:: LISTING

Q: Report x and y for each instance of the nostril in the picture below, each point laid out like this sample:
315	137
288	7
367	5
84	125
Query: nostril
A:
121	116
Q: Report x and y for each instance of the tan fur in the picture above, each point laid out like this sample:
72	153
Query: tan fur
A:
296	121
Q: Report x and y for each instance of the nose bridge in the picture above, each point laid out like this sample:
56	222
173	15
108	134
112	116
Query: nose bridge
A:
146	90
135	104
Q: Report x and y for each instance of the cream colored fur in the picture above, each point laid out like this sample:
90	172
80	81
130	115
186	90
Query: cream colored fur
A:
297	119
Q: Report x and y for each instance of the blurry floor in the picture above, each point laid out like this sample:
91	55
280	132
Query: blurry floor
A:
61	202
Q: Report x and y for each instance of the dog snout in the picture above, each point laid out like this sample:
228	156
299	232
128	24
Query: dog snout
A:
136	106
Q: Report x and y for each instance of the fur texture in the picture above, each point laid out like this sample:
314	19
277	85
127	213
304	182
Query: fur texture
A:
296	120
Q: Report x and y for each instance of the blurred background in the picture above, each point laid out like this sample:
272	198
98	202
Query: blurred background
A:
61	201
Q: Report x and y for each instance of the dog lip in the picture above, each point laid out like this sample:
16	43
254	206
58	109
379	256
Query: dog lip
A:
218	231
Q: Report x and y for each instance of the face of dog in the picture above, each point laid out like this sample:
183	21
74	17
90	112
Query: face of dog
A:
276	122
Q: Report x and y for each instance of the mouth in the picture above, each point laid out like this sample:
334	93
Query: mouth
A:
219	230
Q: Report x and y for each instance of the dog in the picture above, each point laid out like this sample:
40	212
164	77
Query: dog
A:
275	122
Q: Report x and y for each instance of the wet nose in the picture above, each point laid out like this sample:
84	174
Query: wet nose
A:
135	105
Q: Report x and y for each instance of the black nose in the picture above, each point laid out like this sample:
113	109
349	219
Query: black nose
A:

::::

_YOUR TASK_
Could you render the stretch from the line containing "Q: Report x and y for each instance of the wet" through the end of the entries as a Markdown table with columns Row and Line, numbering each line and leaving out blank lines?

_RESULT FOR THIS EXERCISE_
| Row | Line |
|---|---|
| 1 | Q: Report x and y for each instance of the wet nose in the picture above, each point laid out like this sample: |
| 2 | 84	174 |
| 3 | Query: wet nose |
| 4 | A: |
| 5 | 135	105 |
| 6 | Q: Report x and y for each instance of the black nose in the picture above, each point laid out like this sample: |
| 7 | 113	109 |
| 8 | 349	219 |
| 9 | Query: black nose |
| 10 | A: |